%%
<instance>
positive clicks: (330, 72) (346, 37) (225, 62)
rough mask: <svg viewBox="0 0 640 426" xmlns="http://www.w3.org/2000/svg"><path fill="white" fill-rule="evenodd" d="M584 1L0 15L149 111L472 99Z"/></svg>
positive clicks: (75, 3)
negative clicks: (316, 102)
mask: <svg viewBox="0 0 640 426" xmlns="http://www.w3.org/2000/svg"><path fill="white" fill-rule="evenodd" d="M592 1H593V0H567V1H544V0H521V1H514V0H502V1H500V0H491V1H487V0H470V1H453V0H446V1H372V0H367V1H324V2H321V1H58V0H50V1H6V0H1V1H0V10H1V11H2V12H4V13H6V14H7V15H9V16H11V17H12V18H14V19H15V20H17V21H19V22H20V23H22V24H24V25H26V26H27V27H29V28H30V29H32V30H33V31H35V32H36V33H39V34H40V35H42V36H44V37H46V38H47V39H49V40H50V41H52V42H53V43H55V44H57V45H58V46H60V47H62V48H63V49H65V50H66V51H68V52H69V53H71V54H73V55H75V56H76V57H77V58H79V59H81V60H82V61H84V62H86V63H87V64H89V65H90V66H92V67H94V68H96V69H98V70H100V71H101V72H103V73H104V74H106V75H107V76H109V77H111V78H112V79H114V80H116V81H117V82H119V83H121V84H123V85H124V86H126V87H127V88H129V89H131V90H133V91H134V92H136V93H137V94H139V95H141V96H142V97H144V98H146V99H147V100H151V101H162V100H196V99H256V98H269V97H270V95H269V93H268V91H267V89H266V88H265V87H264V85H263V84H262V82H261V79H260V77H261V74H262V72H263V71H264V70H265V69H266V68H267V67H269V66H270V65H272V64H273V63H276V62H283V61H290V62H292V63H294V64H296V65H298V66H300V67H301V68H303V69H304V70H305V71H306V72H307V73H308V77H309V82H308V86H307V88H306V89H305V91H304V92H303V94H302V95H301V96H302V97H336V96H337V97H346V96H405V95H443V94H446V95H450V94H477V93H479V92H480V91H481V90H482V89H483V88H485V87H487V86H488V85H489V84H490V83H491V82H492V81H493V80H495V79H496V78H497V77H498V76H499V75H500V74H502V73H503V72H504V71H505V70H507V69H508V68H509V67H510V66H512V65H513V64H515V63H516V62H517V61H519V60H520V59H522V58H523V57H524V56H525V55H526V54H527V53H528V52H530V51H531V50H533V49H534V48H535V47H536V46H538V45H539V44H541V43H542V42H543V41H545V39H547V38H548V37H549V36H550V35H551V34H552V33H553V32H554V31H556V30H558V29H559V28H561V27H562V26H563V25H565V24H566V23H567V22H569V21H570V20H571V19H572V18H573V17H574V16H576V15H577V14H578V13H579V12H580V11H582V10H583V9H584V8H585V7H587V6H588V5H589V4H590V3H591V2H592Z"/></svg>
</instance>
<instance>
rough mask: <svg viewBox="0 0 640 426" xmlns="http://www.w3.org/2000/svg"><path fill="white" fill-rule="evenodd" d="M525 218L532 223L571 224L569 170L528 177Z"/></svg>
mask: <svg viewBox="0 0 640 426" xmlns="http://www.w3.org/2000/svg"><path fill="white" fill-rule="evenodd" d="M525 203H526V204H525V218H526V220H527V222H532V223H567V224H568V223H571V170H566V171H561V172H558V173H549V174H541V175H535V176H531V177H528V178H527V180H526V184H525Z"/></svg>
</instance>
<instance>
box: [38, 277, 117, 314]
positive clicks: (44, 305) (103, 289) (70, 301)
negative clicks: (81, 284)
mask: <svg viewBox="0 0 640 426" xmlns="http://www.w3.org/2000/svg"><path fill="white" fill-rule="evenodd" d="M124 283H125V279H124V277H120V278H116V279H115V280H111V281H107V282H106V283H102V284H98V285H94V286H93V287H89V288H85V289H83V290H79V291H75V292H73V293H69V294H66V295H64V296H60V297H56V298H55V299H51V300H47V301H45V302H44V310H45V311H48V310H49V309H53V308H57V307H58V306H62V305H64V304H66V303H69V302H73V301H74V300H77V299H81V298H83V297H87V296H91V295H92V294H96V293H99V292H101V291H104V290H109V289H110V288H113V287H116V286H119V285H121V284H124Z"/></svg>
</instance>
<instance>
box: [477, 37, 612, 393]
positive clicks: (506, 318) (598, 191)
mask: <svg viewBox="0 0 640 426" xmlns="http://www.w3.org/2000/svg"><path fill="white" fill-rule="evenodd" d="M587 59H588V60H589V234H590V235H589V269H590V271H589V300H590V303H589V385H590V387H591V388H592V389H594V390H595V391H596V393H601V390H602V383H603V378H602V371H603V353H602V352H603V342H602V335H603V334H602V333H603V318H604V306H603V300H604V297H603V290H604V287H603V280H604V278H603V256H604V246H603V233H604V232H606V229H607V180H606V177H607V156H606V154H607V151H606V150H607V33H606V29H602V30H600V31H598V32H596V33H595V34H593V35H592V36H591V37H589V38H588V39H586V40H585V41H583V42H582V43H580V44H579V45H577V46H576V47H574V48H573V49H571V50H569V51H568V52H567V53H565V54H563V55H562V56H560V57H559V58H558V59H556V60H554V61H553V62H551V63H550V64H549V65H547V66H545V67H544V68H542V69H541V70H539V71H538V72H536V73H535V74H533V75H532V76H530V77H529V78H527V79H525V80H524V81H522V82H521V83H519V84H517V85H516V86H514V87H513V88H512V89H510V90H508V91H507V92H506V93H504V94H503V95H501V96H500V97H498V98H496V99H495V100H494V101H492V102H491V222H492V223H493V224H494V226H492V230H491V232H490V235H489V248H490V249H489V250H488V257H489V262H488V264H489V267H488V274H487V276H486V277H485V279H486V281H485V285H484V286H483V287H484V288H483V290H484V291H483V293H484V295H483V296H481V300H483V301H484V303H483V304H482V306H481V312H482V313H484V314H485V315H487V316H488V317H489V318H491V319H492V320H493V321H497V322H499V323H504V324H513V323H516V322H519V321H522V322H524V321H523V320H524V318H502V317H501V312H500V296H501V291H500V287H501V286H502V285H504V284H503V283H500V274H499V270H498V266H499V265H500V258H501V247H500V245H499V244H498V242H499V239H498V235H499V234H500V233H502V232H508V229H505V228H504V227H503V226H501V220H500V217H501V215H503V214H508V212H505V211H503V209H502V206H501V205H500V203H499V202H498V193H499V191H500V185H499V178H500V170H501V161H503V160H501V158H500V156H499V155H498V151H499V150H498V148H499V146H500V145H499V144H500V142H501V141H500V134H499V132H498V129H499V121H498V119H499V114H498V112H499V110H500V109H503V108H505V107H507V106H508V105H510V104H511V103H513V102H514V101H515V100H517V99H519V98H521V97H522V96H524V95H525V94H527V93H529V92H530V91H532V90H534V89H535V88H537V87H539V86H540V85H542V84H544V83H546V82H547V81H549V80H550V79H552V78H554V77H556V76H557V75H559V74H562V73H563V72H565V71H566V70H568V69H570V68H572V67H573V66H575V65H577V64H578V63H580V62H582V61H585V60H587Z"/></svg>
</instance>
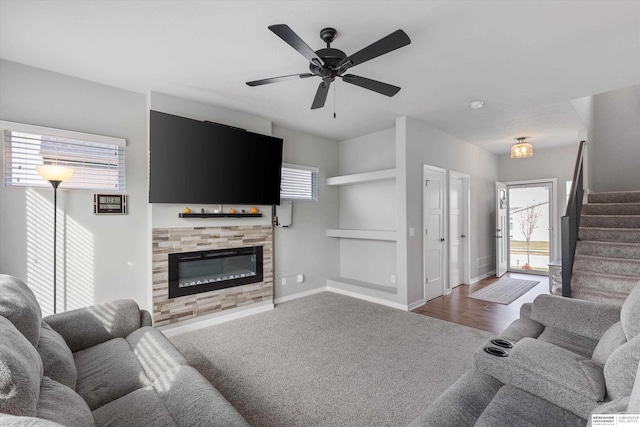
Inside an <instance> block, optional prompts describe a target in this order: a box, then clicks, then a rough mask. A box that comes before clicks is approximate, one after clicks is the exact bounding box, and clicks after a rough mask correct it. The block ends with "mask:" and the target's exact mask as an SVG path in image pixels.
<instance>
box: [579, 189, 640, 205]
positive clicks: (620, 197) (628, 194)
mask: <svg viewBox="0 0 640 427" xmlns="http://www.w3.org/2000/svg"><path fill="white" fill-rule="evenodd" d="M588 202H589V203H640V191H612V192H605V193H594V192H591V193H589V196H588Z"/></svg>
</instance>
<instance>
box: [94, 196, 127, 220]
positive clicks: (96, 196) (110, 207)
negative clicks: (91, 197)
mask: <svg viewBox="0 0 640 427" xmlns="http://www.w3.org/2000/svg"><path fill="white" fill-rule="evenodd" d="M93 213H94V214H96V215H102V214H115V215H124V214H126V213H127V196H126V195H125V194H94V195H93Z"/></svg>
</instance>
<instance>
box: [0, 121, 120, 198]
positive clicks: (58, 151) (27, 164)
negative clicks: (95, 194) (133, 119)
mask: <svg viewBox="0 0 640 427" xmlns="http://www.w3.org/2000/svg"><path fill="white" fill-rule="evenodd" d="M0 129H2V138H3V148H4V156H3V159H4V160H3V161H4V168H3V169H4V185H5V186H30V187H40V186H43V187H48V186H50V184H49V183H48V182H47V181H45V180H44V179H42V178H41V177H40V175H38V172H37V171H36V166H40V165H55V164H57V165H60V166H66V167H70V168H72V169H73V175H72V176H71V178H70V179H69V180H68V181H65V182H64V188H76V189H85V190H105V191H118V192H119V191H124V190H125V176H124V152H125V143H126V141H125V140H124V139H121V138H113V137H107V136H101V135H91V134H84V133H79V132H71V131H65V130H60V129H53V128H43V127H40V126H32V125H25V124H21V123H11V122H0Z"/></svg>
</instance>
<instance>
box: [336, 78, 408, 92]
mask: <svg viewBox="0 0 640 427" xmlns="http://www.w3.org/2000/svg"><path fill="white" fill-rule="evenodd" d="M342 81H344V82H345V83H351V84H352V85H356V86H360V87H363V88H365V89H369V90H372V91H374V92H378V93H381V94H383V95H387V96H393V95H395V94H396V93H398V92H399V91H400V88H399V87H398V86H393V85H390V84H387V83H382V82H379V81H377V80H371V79H368V78H366V77H360V76H354V75H353V74H346V75H344V76H342Z"/></svg>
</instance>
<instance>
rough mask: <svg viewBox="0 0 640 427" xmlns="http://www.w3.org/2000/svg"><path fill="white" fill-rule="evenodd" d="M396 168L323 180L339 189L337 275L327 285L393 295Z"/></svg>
mask: <svg viewBox="0 0 640 427" xmlns="http://www.w3.org/2000/svg"><path fill="white" fill-rule="evenodd" d="M395 179H396V170H395V169H384V170H377V171H370V172H363V173H357V174H349V175H341V176H336V177H331V178H328V179H327V185H329V186H336V187H339V189H340V228H337V229H328V230H327V231H326V235H327V236H328V237H333V238H338V239H340V269H339V276H338V277H332V278H330V279H329V280H328V282H327V283H328V285H329V286H336V285H337V286H343V285H347V286H355V287H360V288H367V289H370V290H373V291H378V292H383V293H387V294H397V291H398V290H397V283H396V281H395V277H396V246H397V245H396V241H397V231H396V225H395V224H396V203H395V200H396V182H395Z"/></svg>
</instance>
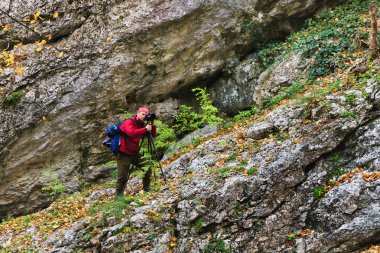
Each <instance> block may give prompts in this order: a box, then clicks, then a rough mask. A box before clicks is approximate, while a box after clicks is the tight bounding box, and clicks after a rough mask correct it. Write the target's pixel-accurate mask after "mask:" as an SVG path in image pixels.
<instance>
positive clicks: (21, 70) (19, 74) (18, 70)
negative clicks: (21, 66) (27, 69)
mask: <svg viewBox="0 0 380 253" xmlns="http://www.w3.org/2000/svg"><path fill="white" fill-rule="evenodd" d="M16 69H17V75H18V76H21V75H22V69H21V67H20V66H17V67H16Z"/></svg>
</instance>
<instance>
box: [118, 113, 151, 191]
mask: <svg viewBox="0 0 380 253" xmlns="http://www.w3.org/2000/svg"><path fill="white" fill-rule="evenodd" d="M147 114H149V109H148V108H146V107H141V108H139V109H138V110H137V113H136V115H135V116H132V117H131V118H129V119H127V120H126V121H124V123H123V124H122V125H121V126H120V129H121V131H122V132H123V133H124V134H125V135H122V136H121V143H120V149H119V152H118V153H117V154H116V161H117V181H116V195H117V196H119V195H123V194H124V189H125V186H126V184H127V182H128V179H129V176H130V174H131V172H132V171H133V170H132V168H131V165H132V164H133V165H134V166H136V167H137V168H141V167H142V166H143V163H144V159H142V156H141V155H140V154H139V150H140V148H139V146H140V140H141V139H142V138H143V137H144V135H145V134H146V133H148V132H151V133H152V136H153V137H156V126H155V125H152V124H150V123H149V124H145V123H144V117H145V115H147ZM152 123H153V122H152ZM151 175H152V169H151V168H149V169H148V170H147V171H146V172H145V175H144V178H143V188H144V191H149V190H150V186H149V184H150V176H151Z"/></svg>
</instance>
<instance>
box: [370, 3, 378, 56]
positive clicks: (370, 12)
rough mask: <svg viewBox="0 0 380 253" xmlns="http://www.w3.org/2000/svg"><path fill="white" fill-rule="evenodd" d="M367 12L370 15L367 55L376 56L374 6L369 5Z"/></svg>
mask: <svg viewBox="0 0 380 253" xmlns="http://www.w3.org/2000/svg"><path fill="white" fill-rule="evenodd" d="M369 14H370V15H371V30H370V34H369V35H370V37H369V51H368V56H369V57H371V58H373V57H376V56H377V50H378V43H377V18H376V8H375V7H374V6H370V7H369Z"/></svg>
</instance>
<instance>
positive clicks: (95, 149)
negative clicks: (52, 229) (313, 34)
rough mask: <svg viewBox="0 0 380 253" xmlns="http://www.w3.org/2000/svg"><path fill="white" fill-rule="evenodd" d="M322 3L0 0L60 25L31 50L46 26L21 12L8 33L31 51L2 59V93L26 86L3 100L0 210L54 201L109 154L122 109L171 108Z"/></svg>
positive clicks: (320, 6)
%%
◆ **WRITTEN TASK**: List each line of the data above that contains the string "positive". Case counts.

◆ **EXERCISE SOLUTION**:
positive clicks: (330, 72) (346, 37) (225, 62)
positive clicks: (75, 3)
positive clicks: (44, 305) (103, 289) (70, 301)
positive clicks: (506, 318) (598, 191)
positive clicks: (620, 197) (628, 194)
positive clicks: (96, 196) (110, 207)
positive clicks: (58, 151) (27, 164)
positive clicks: (21, 70) (19, 74) (18, 70)
positive clicks: (370, 12)
positive clicks: (95, 149)
positive clicks: (320, 6)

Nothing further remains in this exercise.